**Extracted material**
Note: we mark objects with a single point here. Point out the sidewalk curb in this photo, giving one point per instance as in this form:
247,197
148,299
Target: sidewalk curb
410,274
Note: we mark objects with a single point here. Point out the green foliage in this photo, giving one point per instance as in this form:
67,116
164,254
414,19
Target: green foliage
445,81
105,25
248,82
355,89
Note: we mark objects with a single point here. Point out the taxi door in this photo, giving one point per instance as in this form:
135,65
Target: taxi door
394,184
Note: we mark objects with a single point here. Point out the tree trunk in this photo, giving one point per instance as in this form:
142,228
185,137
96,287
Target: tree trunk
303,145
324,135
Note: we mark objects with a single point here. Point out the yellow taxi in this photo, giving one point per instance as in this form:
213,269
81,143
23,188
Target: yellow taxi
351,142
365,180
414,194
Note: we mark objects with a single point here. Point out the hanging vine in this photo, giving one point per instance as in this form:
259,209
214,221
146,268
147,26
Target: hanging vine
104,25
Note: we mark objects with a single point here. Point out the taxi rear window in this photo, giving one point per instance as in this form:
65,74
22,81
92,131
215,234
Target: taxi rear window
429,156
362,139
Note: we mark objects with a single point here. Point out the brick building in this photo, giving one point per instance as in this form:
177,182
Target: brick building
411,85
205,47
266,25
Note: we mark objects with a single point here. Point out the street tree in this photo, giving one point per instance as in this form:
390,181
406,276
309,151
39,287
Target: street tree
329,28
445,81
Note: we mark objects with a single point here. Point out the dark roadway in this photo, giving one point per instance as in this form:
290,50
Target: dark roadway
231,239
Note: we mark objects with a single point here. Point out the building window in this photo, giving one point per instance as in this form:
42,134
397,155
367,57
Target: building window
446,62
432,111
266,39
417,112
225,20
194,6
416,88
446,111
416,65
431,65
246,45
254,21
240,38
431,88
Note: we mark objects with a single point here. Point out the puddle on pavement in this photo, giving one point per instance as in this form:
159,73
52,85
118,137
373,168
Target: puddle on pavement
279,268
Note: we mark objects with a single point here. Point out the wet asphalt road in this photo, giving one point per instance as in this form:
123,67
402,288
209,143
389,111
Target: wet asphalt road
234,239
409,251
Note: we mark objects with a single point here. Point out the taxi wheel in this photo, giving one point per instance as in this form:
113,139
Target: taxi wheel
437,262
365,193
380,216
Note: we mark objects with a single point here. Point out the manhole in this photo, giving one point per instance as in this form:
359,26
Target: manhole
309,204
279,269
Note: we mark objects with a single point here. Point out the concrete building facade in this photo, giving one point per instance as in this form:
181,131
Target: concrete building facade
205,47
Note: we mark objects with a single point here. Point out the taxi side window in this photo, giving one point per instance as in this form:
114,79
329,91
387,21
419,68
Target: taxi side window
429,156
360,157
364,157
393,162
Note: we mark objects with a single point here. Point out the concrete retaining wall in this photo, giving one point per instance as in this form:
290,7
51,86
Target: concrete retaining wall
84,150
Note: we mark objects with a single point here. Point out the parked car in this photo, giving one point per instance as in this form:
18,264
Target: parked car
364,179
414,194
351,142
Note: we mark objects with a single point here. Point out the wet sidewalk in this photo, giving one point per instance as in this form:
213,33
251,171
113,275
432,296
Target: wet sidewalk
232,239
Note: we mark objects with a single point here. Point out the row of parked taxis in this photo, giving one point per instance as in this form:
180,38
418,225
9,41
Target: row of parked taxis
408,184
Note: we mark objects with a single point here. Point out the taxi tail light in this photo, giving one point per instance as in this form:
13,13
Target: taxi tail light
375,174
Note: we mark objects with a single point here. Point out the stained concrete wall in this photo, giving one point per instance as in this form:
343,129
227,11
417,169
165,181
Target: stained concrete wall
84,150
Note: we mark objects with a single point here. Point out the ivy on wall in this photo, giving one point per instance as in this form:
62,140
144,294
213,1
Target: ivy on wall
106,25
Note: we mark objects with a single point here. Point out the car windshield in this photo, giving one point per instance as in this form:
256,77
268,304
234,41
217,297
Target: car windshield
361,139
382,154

**Requirement**
Transcribe the material exactly as it reads.

**Final result**
Note: we mark objects with a single point here. Point out the sidewalk curb in this photo, giving one point per instance as in this form:
247,197
148,299
Target: sidewalk curb
410,274
Note: we mark objects with a single point here. Point out the green foliage in this photo, giving one point per instance as in this form:
67,116
164,254
414,19
Target: green foliage
445,81
105,25
248,82
355,89
Note: we mark objects with a single point here. Point out the taxi door in this photo, giving one point per instance as in this form:
135,65
Target: taxi door
394,184
Note: we mark objects with a single point here. Point out the tree trunk in this photo, giving one point per instance as in this form:
142,228
185,137
96,287
Target: tree trunk
303,145
324,135
Note: we mark objects with a single point here. Point out the yellow taxi in this photo, giving one point per instance as in this form:
213,269
81,143
23,188
Target: yellow taxi
351,142
365,180
414,194
Note: we mark objects with a single point here. Point out the hanging vine in this photo, giving one point per instance as in this form:
259,209
214,221
146,268
147,26
Target: hanging vine
104,25
Note: we mark objects with a single point here. Point out the taxi rear window in this photo, giving one point per instance as in this form:
65,74
22,81
92,131
215,234
Target: taxi rear window
429,156
362,139
Note: we mark objects with a single point here. Point out the brick building in this photo, giving one point per instance as in this form:
177,182
Target: brick building
411,85
205,47
266,25
Note: we mark objects with a single point here. Point out the street tree in this photo, giving one point per instance as in this form:
390,181
406,276
309,151
39,287
Target: street tree
329,28
445,81
Note: we mark objects with a single point here. Point out the dark roadway in this photo, giving one point per instance as in this form:
290,50
Target: dark roadway
231,239
Note: we mark objects with a single point here. Point out the building window in this photo, giving one point per instance as in this form:
42,134
397,155
367,57
Target: building window
446,62
432,111
266,39
417,112
225,20
194,6
416,88
446,111
416,65
431,65
246,45
254,21
240,38
431,88
Note: we mark objects with a single point here. Point out the puddle on pavement in this photo, giving one point per instance as in this form:
159,73
52,85
118,137
373,168
Target: puddle on pavement
279,268
Note: we mark objects with a single point here. Point out the wet asphalt road in this photo, giving one point per instance as in this form:
123,67
402,288
209,143
389,111
Target: wet asphalt road
234,239
409,251
Note: we mark objects with a single point here. Point out the taxi wheel in this photo, giving one point per instance as in this form:
113,139
Target: taxi wheel
437,262
365,193
380,216
Note: we mark objects with a single point here. Point out the manhole in this photo, giving one point per instance as in this form:
359,26
Target: manhole
309,204
279,269
Note: we mark objects with a single point here. Point out the concrete building facade in this photo, giving one point per instance as in this form:
181,131
Target: concrete building facade
205,47
Note: we mark objects with a single point here. Point out the taxi side window in this photo, giving one point per instance as in this form:
114,79
329,91
387,21
419,68
Target: taxi side window
429,156
360,157
364,157
393,162
Note: we mark objects with a single point here. Point out the concrete retaining wall in this photo, giving one point per instance as in this form:
290,7
51,86
Target: concrete retaining wall
84,150
Note: we mark objects with a single point here. Point out the parked car in this photo, giving one point per instance as in this form:
18,264
Target: parked car
364,179
414,194
351,142
Note: we mark objects with a single point here. Point out the wet sidewalk in this photo, giving one point per instance as in this form:
213,33
251,171
113,275
432,296
Target: wet sidewalk
232,239
Note: we mark objects with a single point here. Point out the row of parked taxis in this photo, giving one point per instance as in this form:
180,38
418,225
9,41
Target: row of parked taxis
408,184
Note: we mark objects with a single point here. Point out the taxi tail light in this photo, giving one point per instance as in this form:
13,13
Target: taxi tail light
375,174
Note: we mark objects with a single point here. Point out the stained concrete wall in this photo, giving one point per instance as in this form:
343,129
227,11
417,169
165,181
Target: stained concrete wall
84,150
Note: we mark objects with a single point here. Point out the ivy on wall in this photo, giving one point per instance as in this form:
62,140
144,294
213,1
Target: ivy on wall
106,25
Note: we mark objects with a single point here. Point out the car windshield in this photo, giving one point per instance as in this form:
256,77
268,304
234,41
217,297
Target: car windshield
361,139
382,154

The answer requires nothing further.